■ Yazılı talimat 1 ■
Japonya'daki ilk haftayı anlatan yazıya göre şu soruları yanıtlayın:
(a) Deney alanına ulaşmak için yerin kaç kat altına iniliyor?
(b) Laboratuvara girmeden önce çıkarılan ayakkabılar nereye konuyor?
(c) Binanın bir yerlerinde hangi ışın üretiliyor?
■ Yazılı talimat 2 ■
Japonya'daki ilk haftayı anlatan yazıdan "ilk geldiğimde çok" sözleriyle açılıp "kat altına iniyoruz." sözleriyle kapanan kısmı harfi harfine yeniden yazın.

■ Metin bloğu ■

********************

Big n Japan

hey there !
Kimsenin okumadığı bloğuma yine de entry girerek kendi kendime konuşmuş oluyrum ama olsun. bu da birşeydir.
Nasıl olsa kimse okumuyor diye özgece yazıyorum yani tüm dilbilgisi kurallarını yıkarak ve cümleleri tersinden kurarak.

Neyse evet bu japonyadaki ilk haftamı doldurma yazım olsun. neler gördüm neler hissettim ne düşündüm bir yazayım da sonra okur okur hatırlarım dedim.
ilk geldiğimde çok beğendim tokyoyu çünkü çok çok çok kolaydı gitek istediğim yeri bulmak.
Muhtemelen bu yazıyı okuyorsanız zaten bizim işleri biliyorsunuz, ama yinede gün  içinde pek laboratuardan çıkmadığımı ve aslında toplamda sadece iki bçk günü tokyo sokaklarında geçirdiğimi hatırlatayım.
İlk olarka, Japonlar için radyasyon önemli bir konu fazlası ile önemlibir konu. Çok canları yandıgı için radyasyondan hatırlarsınız son Fukuşima olayını, güvenlik önlemlerini abartmışlar ama iyiyde yapmışlar. Tabi bizim işimiz yat radyasyon kalk radyasyon olduğu için deney alanına girene kdar bir kaç kapıdan geçip yerin 3 kat altına iniyoruz.
İlk olarka burdak ilaboratuara gelince bana bir egitim verdiler ve dozimeteremi kullanıcı kartımı fln verdiler. Laboratuara girebilmek için ayakkabılarımızı çıkartıp dışarıda ki dolaba koyuyoruz, ve burdaki güvenlik ayakkabılarından giyiniyoruz. bu arda dozimetre ve lab gömlegi olmadan içeri giriş yasak zaten kapılar fln açılmıyor. geldik girdik üç kat alta indik,
Peki ne kdar radyasyona maruz kalıyoruz ? boru değil bu binanın biryerlerinde 238U ışını üretiliyor ve tepkimeye sokuluyor.

********************

■ Veri bölümü ■
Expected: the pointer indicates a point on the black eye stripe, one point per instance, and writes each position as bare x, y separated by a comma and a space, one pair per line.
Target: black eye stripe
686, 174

********************

■ Tam yanıt 1 ■
(a) Yerin 3 kat altına.
(b) Dışarıdaki dolaba.
(c) 238U ışını.

■ Tam yanıt 2 ■
ilk geldiğimde çok beğendim tokyoyu çünkü çok çok çok kolaydı gitek istediğim yeri bulmak.
Muhtemelen bu yazıyı okuyorsanız zaten bizim işleri biliyorsunuz, ama yinede gün  içinde pek laboratuardan çıkmadığımı ve aslında toplamda sadece iki bçk günü tokyo sokaklarında geçirdiğimi hatırlatayım.
İlk olarka, Japonlar için radyasyon önemli bir konu fazlası ile önemlibir konu. Çok canları yandıgı için radyasyondan hatırlarsınız son Fukuşima olayını, güvenlik önlemlerini abartmışlar ama iyiyde yapmışlar. Tabi bizim işimiz yat radyasyon kalk radyasyon olduğu için deney alanına girene kdar bir kaç kapıdan geçip yerin 3 kat altına iniyoruz.